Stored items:
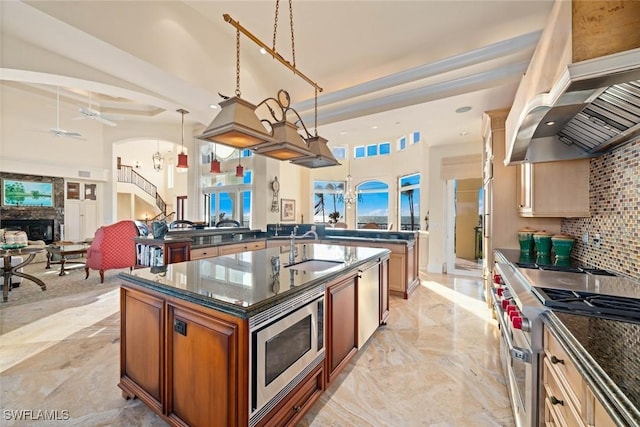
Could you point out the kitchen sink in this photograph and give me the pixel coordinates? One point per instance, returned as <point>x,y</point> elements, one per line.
<point>314,265</point>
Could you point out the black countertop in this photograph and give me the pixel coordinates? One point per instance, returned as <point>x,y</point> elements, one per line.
<point>607,352</point>
<point>245,283</point>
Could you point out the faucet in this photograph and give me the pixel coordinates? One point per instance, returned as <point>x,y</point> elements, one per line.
<point>293,251</point>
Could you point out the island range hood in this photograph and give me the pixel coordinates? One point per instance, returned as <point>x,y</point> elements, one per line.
<point>593,108</point>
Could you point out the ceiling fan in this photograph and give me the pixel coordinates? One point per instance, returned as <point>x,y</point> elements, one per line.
<point>88,112</point>
<point>58,131</point>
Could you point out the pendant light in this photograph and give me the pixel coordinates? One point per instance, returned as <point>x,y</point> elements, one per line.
<point>237,124</point>
<point>215,163</point>
<point>158,160</point>
<point>182,157</point>
<point>239,168</point>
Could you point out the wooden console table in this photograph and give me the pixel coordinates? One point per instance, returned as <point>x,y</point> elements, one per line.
<point>9,271</point>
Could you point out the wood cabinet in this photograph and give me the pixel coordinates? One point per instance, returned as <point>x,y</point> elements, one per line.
<point>290,411</point>
<point>567,398</point>
<point>156,252</point>
<point>242,247</point>
<point>207,252</point>
<point>142,347</point>
<point>554,189</point>
<point>187,363</point>
<point>342,324</point>
<point>202,368</point>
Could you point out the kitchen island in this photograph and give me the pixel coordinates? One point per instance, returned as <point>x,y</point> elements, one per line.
<point>191,331</point>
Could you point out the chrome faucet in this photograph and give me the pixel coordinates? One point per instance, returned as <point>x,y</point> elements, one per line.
<point>293,251</point>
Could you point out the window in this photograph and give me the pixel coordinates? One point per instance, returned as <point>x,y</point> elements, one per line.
<point>328,203</point>
<point>402,143</point>
<point>229,201</point>
<point>372,204</point>
<point>415,137</point>
<point>339,152</point>
<point>409,202</point>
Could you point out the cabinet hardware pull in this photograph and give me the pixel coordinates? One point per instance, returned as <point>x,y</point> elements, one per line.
<point>556,401</point>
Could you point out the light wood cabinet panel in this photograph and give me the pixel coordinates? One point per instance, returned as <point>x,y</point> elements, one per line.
<point>554,189</point>
<point>241,247</point>
<point>207,252</point>
<point>141,349</point>
<point>202,369</point>
<point>342,318</point>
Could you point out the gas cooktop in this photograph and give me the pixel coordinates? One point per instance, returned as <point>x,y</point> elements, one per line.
<point>590,304</point>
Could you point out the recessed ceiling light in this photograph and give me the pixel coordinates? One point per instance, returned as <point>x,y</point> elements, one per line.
<point>463,109</point>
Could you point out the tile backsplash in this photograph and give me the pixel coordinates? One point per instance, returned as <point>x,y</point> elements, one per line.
<point>614,199</point>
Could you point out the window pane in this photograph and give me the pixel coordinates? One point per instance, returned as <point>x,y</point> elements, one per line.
<point>246,208</point>
<point>410,209</point>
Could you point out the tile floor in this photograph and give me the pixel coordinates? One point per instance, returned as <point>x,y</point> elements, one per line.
<point>434,364</point>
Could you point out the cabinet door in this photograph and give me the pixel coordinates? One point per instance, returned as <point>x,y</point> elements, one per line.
<point>177,252</point>
<point>141,349</point>
<point>384,291</point>
<point>342,325</point>
<point>202,371</point>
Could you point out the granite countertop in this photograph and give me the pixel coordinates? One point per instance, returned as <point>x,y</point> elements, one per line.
<point>607,353</point>
<point>245,283</point>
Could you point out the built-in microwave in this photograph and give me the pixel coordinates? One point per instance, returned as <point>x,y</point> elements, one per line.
<point>287,342</point>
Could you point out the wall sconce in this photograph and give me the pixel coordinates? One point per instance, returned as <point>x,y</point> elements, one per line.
<point>182,157</point>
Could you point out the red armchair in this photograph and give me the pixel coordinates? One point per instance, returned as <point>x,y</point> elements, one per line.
<point>112,247</point>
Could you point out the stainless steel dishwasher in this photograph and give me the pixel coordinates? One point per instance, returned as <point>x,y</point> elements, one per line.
<point>368,301</point>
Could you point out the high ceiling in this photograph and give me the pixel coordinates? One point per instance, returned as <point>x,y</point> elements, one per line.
<point>386,67</point>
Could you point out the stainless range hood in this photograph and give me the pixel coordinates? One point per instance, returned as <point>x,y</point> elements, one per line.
<point>594,107</point>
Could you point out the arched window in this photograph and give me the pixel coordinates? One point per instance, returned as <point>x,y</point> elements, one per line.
<point>372,204</point>
<point>409,202</point>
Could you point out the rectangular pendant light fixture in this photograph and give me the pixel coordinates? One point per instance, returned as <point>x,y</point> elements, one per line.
<point>236,125</point>
<point>287,144</point>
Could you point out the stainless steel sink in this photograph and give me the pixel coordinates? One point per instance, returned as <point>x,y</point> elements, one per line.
<point>314,265</point>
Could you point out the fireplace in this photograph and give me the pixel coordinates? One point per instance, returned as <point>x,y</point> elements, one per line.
<point>36,229</point>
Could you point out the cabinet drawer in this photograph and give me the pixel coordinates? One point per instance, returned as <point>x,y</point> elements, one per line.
<point>292,409</point>
<point>560,362</point>
<point>204,253</point>
<point>560,405</point>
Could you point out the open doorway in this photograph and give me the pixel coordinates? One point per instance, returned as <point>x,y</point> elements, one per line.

Your instructions: Your output should be the full set of entries above, restated word for word and free of pictures.

Worked solution:
Could you point out the kitchen sink in this photograph and give me the pixel coordinates? One point per instance, returned as <point>x,y</point> elements, one per line.
<point>314,265</point>
Could you point out the black countertop in this photograph and give me the pixel coordinates? One point per instance, returned as <point>x,y</point> elements, one per line.
<point>607,352</point>
<point>245,283</point>
Could you point out the faucet in this photograph and give me the pixel coordinates? One point per instance, returned as <point>x,y</point> elements, one per line.
<point>293,251</point>
Could you point out the island range hood in this photograph and give me the pixel coordinates? One point per instance, returned as <point>x,y</point> elements, one per line.
<point>593,108</point>
Could you point out the ceiling fan in this photograph and give me the pixel coordinates? One point per instance, returned as <point>x,y</point> elements, one per line.
<point>88,112</point>
<point>58,131</point>
Could you point out the pendant light in this photograph and give me the pixel coordinates? One point per instance, returned as <point>x,y</point> elements, one per line.
<point>237,124</point>
<point>215,163</point>
<point>158,160</point>
<point>182,157</point>
<point>239,168</point>
Could you point out the wooden console table in this photograph and give me the pixel coordinates? One point per instance, returned as <point>x,y</point> elements, one per line.
<point>9,271</point>
Could you point out the wood cabinet in this photograph and give me the pixel coordinates? One point per instance, returned as <point>x,y</point> elements, one per line.
<point>290,411</point>
<point>567,398</point>
<point>156,252</point>
<point>242,247</point>
<point>207,252</point>
<point>142,347</point>
<point>554,189</point>
<point>187,363</point>
<point>342,324</point>
<point>202,368</point>
Could you point out the kitchen island in this photograph and give me the pixel coordinates? One point per instance, returned as <point>x,y</point> elements, one per line.
<point>191,331</point>
Could you point out the chrome faucet in this photograph and give me the pixel coordinates? One point per instance, returned as <point>x,y</point> elements, one per line.
<point>293,251</point>
Could you point out the window in this photograph and give me the pixel coordinates? One point per instance, returned as <point>x,y</point> elements, one per line.
<point>328,203</point>
<point>402,143</point>
<point>229,201</point>
<point>372,204</point>
<point>415,137</point>
<point>339,152</point>
<point>409,202</point>
Could you point out the cabinet hardware pull in this photograph and give me the pixel coordinates? One point per instance, returned as <point>x,y</point> elements, one per line.
<point>556,401</point>
Could you point out the light wood cabinet panel in this photograph and give me the pixel coordinates? One point per instance, returned as <point>x,y</point> elements, one per line.
<point>554,189</point>
<point>241,247</point>
<point>207,252</point>
<point>141,349</point>
<point>202,369</point>
<point>342,318</point>
Could you point out the gas cooktop in this photograph and give me the pixel coordinates? One point per instance, returned as <point>x,y</point> elements, one per line.
<point>590,304</point>
Could you point out the recessed ceiling light in this photograph and give me the pixel coordinates? One point per instance, returned as <point>x,y</point> elements, one per line.
<point>463,109</point>
Could you point out the tile backsplash in this photograph and give me the pixel coordinates? One point per instance, returned as <point>x,y</point> elements, one per line.
<point>614,199</point>
Could you point out the window pane in this photograph and give me the pixel coordinates? One point per instance, returned as <point>x,y</point> elements, one per line.
<point>246,208</point>
<point>410,209</point>
Could you point out the tile floor in this photograph and give me the pixel coordinates? One point per instance, returned as <point>x,y</point> elements, one per line.
<point>434,364</point>
Could you point out the cabinet door in this photograph and give me the pixel coordinates? One point per instance, returned as <point>x,y</point> elements, one per line.
<point>177,252</point>
<point>141,349</point>
<point>384,291</point>
<point>342,325</point>
<point>202,371</point>
Could you point out the granite countertop in this photograph and give me the pixel coordinates? One point per instance, returned as <point>x,y</point> elements, one per line.
<point>607,353</point>
<point>245,283</point>
Could you point out the built-in microwave in this photograph and give me the pixel coordinates? One point per instance, returned as <point>x,y</point> elements, one per line.
<point>287,342</point>
Could you point out the wall sconce in this photograph and give me the pixel coordinates? One point per instance, returned as <point>x,y</point> elements, one per line.
<point>182,157</point>
Could you point out the red armchair in this photograph and give me the pixel coordinates? One point per instance, returned as <point>x,y</point> elements, one per line.
<point>112,247</point>
Could you point out the stainless steel dishwasher in this photograph and give me the pixel coordinates? One point per instance, returned as <point>x,y</point> elements, one per line.
<point>368,301</point>
Could you point out the high ceiling in this photograph and give me the pixel coordinates? One point per instance, returned as <point>x,y</point> elements, one per line.
<point>386,67</point>
Could you point out the stainless range hood in this photograph and give me the pixel coordinates? One point per instance, returned as <point>x,y</point> elements, one per line.
<point>594,107</point>
Could you point out the arched window in this photograph and give me the pixel coordinates? One point per instance, returned as <point>x,y</point> elements, one per line.
<point>372,204</point>
<point>409,202</point>
Could you point out the rectangular pendant light fixture in this photograph and give me the pixel coordinates? One point per instance, returned as <point>x,y</point> elements, one per line.
<point>236,125</point>
<point>287,144</point>
Could you point out the stainless steel sink in this photograph and give me the pixel coordinates? One point per instance, returned as <point>x,y</point> elements, one per line.
<point>314,265</point>
Could you point out the fireplace in this photograph and give me the pixel coordinates? One point per instance, returned as <point>x,y</point> elements, one per line.
<point>36,229</point>
Could you point out the cabinet drawer in this photograph and give me the pixel coordinates? One point per instance, returned as <point>x,y</point> elements, one per line.
<point>292,409</point>
<point>560,362</point>
<point>204,253</point>
<point>560,405</point>
Could you point out the open doorway in this photograph and give me the pixel coordinates? One point per instance, returned as <point>x,y</point> elements, one per line.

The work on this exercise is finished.